- **How to complete this task**: Return the line that contains "Target: dark red pointed roof" plus every line after it to the end of the entries below, exactly as given, and stop there.

(Point-per-instance localization data)

# # # # # # #

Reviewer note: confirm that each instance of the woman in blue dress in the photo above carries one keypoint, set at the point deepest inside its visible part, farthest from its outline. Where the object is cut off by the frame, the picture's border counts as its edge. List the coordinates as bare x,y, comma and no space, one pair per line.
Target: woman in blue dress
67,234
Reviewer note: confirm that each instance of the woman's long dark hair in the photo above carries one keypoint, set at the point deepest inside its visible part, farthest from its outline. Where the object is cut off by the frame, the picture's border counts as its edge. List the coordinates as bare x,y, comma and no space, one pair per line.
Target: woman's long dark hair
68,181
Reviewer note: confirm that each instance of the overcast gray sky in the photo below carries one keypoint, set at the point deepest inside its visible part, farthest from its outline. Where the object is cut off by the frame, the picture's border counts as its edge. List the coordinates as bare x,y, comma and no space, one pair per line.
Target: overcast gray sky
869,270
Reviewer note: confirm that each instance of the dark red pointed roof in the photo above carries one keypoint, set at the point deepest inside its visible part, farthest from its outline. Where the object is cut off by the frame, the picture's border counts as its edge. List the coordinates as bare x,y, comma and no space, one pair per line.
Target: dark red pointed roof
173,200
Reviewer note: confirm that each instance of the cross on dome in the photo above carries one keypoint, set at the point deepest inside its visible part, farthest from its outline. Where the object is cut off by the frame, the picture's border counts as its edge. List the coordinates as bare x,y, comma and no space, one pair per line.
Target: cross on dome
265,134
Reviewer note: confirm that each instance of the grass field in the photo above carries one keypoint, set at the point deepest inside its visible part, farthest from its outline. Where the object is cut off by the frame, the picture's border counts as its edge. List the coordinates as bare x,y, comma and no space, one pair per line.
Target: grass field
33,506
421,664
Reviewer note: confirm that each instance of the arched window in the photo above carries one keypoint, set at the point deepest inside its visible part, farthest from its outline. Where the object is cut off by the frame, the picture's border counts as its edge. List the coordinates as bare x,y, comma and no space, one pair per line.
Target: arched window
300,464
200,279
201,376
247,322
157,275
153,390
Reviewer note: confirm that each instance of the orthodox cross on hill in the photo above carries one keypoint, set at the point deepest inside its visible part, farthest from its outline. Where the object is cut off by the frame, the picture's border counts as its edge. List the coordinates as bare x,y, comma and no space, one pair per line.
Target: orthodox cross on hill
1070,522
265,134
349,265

# # # # # # #

- **Worked solution**:
Target: dark red pointed roof
173,200
Reviewer note: confirm that each instance of the cross on dome in the photo above carries one keypoint, set at the point deepest inside its visible part, farthest from its outline. Where the object is cut off by the frame, the picture's border counts as its edge. List the coordinates as bare x,y, comma and no space, one pair per line.
Target: cross on dome
265,134
Reviewer note: confirm that each instance of the grass field in the photo above carries one keypoint, set at the point deepest inside its visible part, farthest from its outline. Where the object is cut off by the frame, the picture's border counts as its edge. List the coordinates as bare x,y, comma and no space, one pair per line.
Target: grass field
33,506
421,664
Reviewer note: confirm that each instance of the arched window in the photo above carries one keypoint, set at the point deepest inside its visible part, farthest from its outline. Where the object is cut off by the frame, the picture's border counts as its edge. List the coordinates as bare x,y, comma and no space, one pair per line.
Target: arched window
300,464
200,279
201,376
247,322
157,275
153,390
Reviewer note: confirm that each instance of the orthodox cross on hill in the photo above carries one keypoint, set at the point deepest inside its visible part, farthest from its outline. Where the object is cut off by the frame, the picture's border counts as its edge. List the coordinates as bare x,y, comma and no space, one pair per line.
Target: orthodox cross on hill
1070,522
265,134
349,265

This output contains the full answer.